* BEGIN *

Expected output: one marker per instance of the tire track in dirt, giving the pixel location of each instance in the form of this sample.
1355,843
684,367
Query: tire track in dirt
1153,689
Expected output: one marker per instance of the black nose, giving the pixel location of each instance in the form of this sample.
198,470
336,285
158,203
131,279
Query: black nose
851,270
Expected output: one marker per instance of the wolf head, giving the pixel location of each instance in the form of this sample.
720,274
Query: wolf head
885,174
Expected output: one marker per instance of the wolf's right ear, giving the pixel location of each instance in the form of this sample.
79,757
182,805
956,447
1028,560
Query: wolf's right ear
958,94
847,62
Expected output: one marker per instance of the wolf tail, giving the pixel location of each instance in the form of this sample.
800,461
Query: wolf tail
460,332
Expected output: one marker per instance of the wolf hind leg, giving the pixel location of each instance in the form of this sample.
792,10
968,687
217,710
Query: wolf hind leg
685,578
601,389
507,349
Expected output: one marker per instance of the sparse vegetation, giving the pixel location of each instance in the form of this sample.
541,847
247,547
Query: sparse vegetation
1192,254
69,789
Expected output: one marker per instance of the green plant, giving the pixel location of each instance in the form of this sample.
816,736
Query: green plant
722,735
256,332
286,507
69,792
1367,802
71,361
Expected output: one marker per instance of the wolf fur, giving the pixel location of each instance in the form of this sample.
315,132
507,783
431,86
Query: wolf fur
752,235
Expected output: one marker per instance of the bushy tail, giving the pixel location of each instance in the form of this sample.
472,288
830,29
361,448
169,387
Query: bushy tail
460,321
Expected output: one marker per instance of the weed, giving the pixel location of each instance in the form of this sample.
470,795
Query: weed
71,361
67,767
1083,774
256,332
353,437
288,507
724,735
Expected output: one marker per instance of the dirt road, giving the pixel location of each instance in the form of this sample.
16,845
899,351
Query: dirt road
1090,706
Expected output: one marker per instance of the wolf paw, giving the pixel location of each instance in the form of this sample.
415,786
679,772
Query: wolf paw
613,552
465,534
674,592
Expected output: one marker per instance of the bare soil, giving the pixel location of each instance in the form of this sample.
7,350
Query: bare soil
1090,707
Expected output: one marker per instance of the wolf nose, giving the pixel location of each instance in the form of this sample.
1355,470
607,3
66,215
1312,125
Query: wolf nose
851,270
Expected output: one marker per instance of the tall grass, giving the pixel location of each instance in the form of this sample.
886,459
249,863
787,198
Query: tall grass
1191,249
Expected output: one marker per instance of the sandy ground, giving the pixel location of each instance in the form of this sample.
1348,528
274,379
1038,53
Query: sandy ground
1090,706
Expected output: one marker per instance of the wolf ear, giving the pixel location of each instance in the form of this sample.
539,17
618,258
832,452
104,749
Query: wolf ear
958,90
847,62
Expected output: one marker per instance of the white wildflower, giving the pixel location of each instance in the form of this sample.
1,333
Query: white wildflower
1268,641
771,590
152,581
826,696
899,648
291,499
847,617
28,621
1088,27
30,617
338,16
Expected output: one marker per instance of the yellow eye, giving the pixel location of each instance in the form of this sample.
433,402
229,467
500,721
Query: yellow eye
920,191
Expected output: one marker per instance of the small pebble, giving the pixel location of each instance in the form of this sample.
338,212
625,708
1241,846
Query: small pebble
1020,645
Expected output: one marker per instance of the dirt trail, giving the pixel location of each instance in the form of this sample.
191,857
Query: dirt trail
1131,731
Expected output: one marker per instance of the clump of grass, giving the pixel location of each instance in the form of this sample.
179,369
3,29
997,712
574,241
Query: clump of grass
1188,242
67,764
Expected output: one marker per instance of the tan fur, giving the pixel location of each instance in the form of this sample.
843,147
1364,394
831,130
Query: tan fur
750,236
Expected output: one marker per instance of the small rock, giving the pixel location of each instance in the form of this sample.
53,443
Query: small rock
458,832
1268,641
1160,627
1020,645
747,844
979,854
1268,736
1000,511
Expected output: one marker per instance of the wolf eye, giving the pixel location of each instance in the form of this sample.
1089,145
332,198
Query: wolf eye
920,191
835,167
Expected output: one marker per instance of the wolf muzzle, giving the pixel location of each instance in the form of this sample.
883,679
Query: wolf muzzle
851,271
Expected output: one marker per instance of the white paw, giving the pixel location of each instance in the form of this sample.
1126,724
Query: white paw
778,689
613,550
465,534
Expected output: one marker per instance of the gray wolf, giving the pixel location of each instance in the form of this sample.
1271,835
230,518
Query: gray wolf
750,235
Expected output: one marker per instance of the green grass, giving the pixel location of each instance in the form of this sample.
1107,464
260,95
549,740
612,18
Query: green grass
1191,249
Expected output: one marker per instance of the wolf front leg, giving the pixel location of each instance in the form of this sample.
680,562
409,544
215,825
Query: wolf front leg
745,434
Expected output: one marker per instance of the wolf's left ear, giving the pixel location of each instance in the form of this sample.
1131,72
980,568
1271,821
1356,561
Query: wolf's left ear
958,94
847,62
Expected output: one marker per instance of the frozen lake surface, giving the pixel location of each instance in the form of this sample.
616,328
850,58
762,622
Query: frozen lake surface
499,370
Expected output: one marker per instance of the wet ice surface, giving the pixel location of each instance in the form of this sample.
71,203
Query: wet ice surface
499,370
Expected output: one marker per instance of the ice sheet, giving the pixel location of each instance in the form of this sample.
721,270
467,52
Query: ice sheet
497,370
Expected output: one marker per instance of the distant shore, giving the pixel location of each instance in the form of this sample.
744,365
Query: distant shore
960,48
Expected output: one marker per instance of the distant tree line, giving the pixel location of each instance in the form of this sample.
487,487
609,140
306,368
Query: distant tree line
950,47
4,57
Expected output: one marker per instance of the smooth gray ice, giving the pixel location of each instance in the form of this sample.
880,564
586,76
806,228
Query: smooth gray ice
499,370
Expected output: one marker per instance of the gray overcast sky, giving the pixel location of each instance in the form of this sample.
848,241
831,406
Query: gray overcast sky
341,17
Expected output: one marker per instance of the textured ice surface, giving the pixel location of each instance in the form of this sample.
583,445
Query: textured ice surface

* END *

* Directions for this task *
Rewrite all of the entries above, substituting "point" for every occurrence of "marker" and leaving everything else unchanged.

* Finished task *
Expected output: one point per instance of the tire track in dirt, giving the pixel location of each instance in the form of this sample.
1355,843
684,367
Query: tire track in dirt
1153,689
Expected output: one point per instance of the black nose, giving the pixel location of each instance in the form of this sample.
198,470
336,285
158,203
131,279
Query: black nose
851,270
Expected output: one point per instance of the wolf head, giving the pixel location of each instance in the form of this sample.
720,274
Query: wolf head
885,174
Expected output: one point per instance of the wolf's right ear, giving the pixel location of each instance in the form of this sample.
79,757
182,805
956,447
1028,560
Query: wolf's right ear
958,94
847,62
Expected output: one point per instance of the wolf tail, giving the pixel location of each instance in the form of this sample.
800,461
Query: wolf tail
460,332
Expected output: one point per instance of the wolf hind leg, giving the pixel location of each instance in the form of this sample.
792,10
968,687
217,710
Query: wolf hind leg
685,578
601,389
507,349
Expected output: one point per instance of the sparse vegetation, giving the pixel location of each instance in the form of this sample.
541,847
247,547
Query: sparse vegetation
1192,254
69,789
Expected output: one point per instance of the green plant, giving the pixel location of each instance in the form of this sample.
816,736
Query: green plant
722,735
256,332
286,507
69,792
1367,802
71,361
Expected output: one point per instance of the wolf fur, giving the pixel location of each instance in the form of this sample.
315,132
507,783
431,86
Query: wolf fur
752,235
Expected output: one point per instance of the bushy tail, giving the pixel location of each instance in the form of this sample.
472,288
830,29
361,448
169,387
Query: bushy tail
460,321
Expected output: one point per instance of the weed, giving the pixel location of each instance in the form of this sample.
470,795
Query: weed
71,361
67,767
1083,774
256,332
353,437
288,507
724,735
Expected output: one point per instance of the dirt road, giving the pixel location of each instance in the form of this sample.
16,845
899,351
Query: dirt road
1090,706
Expected output: one point per instance of the wolf paw, giving the pixel location of each instance in the form of this sample.
415,786
679,772
Query: wolf paw
613,552
465,534
674,592
Expected output: one point per instance of the bare soil, giving the pixel location of each instance in the form of this sample.
7,350
Query: bare soil
1090,707
Expected output: one point per instance of the wolf nose, giving the pixel location of each instance in the form of this sample.
1355,470
607,3
66,215
1312,125
Query: wolf nose
851,270
Expected output: one point per instance of the tall grass, giving the pixel location of each instance in the form of this sample.
886,459
249,863
787,198
Query: tall grass
1191,249
Expected output: one point per instance of the sandy ground, giving the pixel location of each instance in the form of this sample.
1348,528
274,379
1038,53
Query: sandy ground
1090,706
Expected output: one point per instance of the wolf ear, giving the pixel location of each instance in the form of this sample.
539,17
618,258
832,452
104,749
Query: wolf ear
958,90
847,62
Expected output: one point per instance of the white wildflower, giving the pixel location of each instance in the form of this sample.
1,333
Query: white wildflower
1268,641
771,590
152,581
826,696
899,648
291,499
847,617
28,621
1088,27
30,617
338,16
Expected output: one point per instance of the yellow eye, giving the pixel location of each instance in the form of this sample.
433,402
229,467
500,721
Query: yellow eye
920,191
Expected output: one point per instance of the small pebble, giving the pixel location of each instance in the form of this sample.
338,212
625,708
1241,846
Query: small pebble
1020,645
Expected output: one point per instance of the dirt trail, giving the pixel location of each instance in the form of this sample.
191,857
Query: dirt trail
1131,731
Expected output: one point per instance of the clump of grass, giving the pixel location of each instance in the form of this sample.
179,369
3,29
997,712
574,241
Query: clump of grass
1188,242
67,764
Expected output: one point per instance of the tan fur, giving the pixel location of each instance in the form of this sample.
843,147
1364,394
831,130
Query: tan fur
750,236
Expected output: one point per instance of the small rock, giving the pixel location of each instance in the form of this sample.
53,443
Query: small rock
458,832
1268,641
1160,627
1020,645
747,844
979,854
1268,736
1000,511
Expected output: one point per instance of the wolf eye, giving the pixel location of each instance in the form of this sample.
1089,145
332,198
Query: wolf eye
920,191
835,167
Expected output: one point per instance of the wolf muzzle, giving the pixel location of each instance in the form of this sample.
883,679
Query: wolf muzzle
851,271
Expected output: one point per instance of the white paw, giving the pixel location of each instance in the form of this sample.
1126,724
Query: white paw
778,689
613,550
465,534
Expected output: one point per instance of the gray wolf, giving the pixel location of each instance in the form of this sample.
1271,835
230,518
Query: gray wolf
750,235
Expected output: one point per instance of the green grass, giving the pixel location of each instance in the form of this sample.
1107,464
260,95
549,740
612,18
Query: green grass
1191,249
Expected output: one point per instance of the wolf front leg, giving the pixel location of each instance in the form of this sample.
680,562
409,544
215,825
Query: wolf front leg
745,434
Expected output: one point per instance of the wolf's left ear, giving the pixel location of each instance in the form of this sample.
1131,72
980,568
1271,821
1356,561
Query: wolf's left ear
958,94
847,62
Expected output: one point per instance of the frozen lake surface, giving the pixel location of each instance in the form of this sample.
616,328
850,58
762,622
Query: frozen lake surface
499,370
Expected output: one point per instance of the wet ice surface, giving the pixel location of each instance in the form of this sample.
71,203
Query: wet ice surface
499,370
Expected output: one point per instance of the ice sheet, giving the pixel location of each instance in the form of this sample.
721,270
467,52
Query: ice sheet
497,370
Expected output: one point per instance of the distant shore, giving the pixel location of each instance in the form of this sample.
744,365
Query: distant shore
960,48
Expected output: one point per instance of the distant tree line, giving the pixel location of each instance in the form of this sample.
487,487
609,140
306,368
Query: distant tree line
950,47
4,57
Expected output: one point per instance of the smooth gray ice, giving the pixel location of each instance in the form of this sample.
880,564
586,76
806,228
Query: smooth gray ice
499,370
Expected output: one point per instance of the gray overcast sky, giving the pixel location of each instance in the form of this sample.
848,241
831,406
Query: gray overcast sky
341,17
Expected output: one point per instance of the textured ice surface, giving the pixel location of each instance in the form of this sample.
583,445
Query: textured ice surface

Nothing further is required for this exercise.